**Texte de référence**
Le paragraphe 1 de la sous‑section 1 de la section 2 du chapitre Ier du titre II du livre Ier de la troisième partie du code du travail est complété par un article L. 3121‑16‑1 ainsi rédigé :

« Art. L. 3121161. – Tout fractionnement du travail conduisant à des vacations d’une amplitude inférieure à six heures des travailleurs relevant de la branche professionnelle des entreprises de propreté et services associés ne peut être autorisé que s’il concourt à la continuité d’activité économique essentielle. Cette autorisation est fournie par l’agent de contrôle de l’inspection du travail mentionné à l’article L. 8112‑1. 

« Les modalités de mise en œuvre du présent article sont déterminées par un accord de branche négocié en application du titre III du livre II de la deuxième partie du code du travail et conclu dans les six mois suivant la promulgation de la loi n°     du      visant à réguler le fractionnement du travail dans le secteur de la propreté. En l’absence d’accord, le ministre chargé du travail détermine sans délai par arrêté lesdites modalités. »

**Informations fournies**

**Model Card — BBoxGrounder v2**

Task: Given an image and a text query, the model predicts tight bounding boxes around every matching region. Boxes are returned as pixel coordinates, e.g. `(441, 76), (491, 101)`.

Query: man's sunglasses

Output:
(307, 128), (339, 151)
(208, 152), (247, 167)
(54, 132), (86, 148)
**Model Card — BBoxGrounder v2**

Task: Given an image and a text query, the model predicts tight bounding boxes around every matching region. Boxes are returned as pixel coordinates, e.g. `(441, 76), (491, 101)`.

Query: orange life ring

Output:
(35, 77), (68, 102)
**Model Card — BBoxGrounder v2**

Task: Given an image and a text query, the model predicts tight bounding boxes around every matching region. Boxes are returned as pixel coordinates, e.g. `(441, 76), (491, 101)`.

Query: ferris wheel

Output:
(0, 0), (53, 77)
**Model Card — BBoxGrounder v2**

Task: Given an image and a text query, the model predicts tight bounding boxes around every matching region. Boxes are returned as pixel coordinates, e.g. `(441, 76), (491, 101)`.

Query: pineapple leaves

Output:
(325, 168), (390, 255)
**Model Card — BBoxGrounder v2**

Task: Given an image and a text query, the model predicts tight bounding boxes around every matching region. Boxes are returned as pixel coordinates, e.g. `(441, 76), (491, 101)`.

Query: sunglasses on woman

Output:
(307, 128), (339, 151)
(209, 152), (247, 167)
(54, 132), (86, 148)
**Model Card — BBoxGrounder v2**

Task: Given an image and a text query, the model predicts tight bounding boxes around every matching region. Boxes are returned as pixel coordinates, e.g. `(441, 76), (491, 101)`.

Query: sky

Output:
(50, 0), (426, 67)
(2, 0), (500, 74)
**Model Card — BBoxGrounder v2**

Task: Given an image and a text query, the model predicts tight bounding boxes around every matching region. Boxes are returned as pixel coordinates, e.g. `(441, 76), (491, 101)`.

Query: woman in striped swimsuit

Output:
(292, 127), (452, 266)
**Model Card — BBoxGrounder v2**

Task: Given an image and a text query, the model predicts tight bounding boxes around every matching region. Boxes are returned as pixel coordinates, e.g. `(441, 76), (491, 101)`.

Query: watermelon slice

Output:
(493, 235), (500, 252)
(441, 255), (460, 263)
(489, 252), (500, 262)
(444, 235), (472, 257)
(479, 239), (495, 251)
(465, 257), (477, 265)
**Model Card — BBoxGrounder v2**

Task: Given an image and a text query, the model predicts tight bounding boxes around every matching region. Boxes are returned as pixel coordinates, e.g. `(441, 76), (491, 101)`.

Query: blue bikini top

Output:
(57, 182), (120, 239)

**Consigne A**
Répondez à ces questions d'après le texte de référence :
(i) En dessous de quelle amplitude les vacations issues d'un fractionnement du travail sont-elles visées ?
(ii) Qui fournit l'autorisation de ce fractionnement ?
(iii) Qui détermine les modalités de mise en œuvre en l'absence d'accord de branche ?
**Consigne B**
Transcrivez fidèlement le passage du texte de référence qui va de « Le paragraphe 1 de » jusqu'à « à l’article L. 8112‑1. ».

**Réponse A**
(i) Sont visées les vacations d'une amplitude inférieure à six heures.
(ii) L'autorisation est fournie par l'agent de contrôle de l'inspection du travail mentionné à l'article L. 8112‑1.
(iii) Le ministre chargé du travail les détermine sans délai par arrêté.

**Réponse B**
Le paragraphe 1 de la sous‑section 1 de la section 2 du chapitre Ier du titre II du livre Ier de la troisième partie du code du travail est complété par un article L. 3121‑16‑1 ainsi rédigé :

« Art. L. 3121161. – Tout fractionnement du travail conduisant à des vacations d’une amplitude inférieure à six heures des travailleurs relevant de la branche professionnelle des entreprises de propreté et services associés ne peut être autorisé que s’il concourt à la continuité d’activité économique essentielle. Cette autorisation est fournie par l’agent de contrôle de l’inspection du travail mentionné à l’article L. 8112‑1.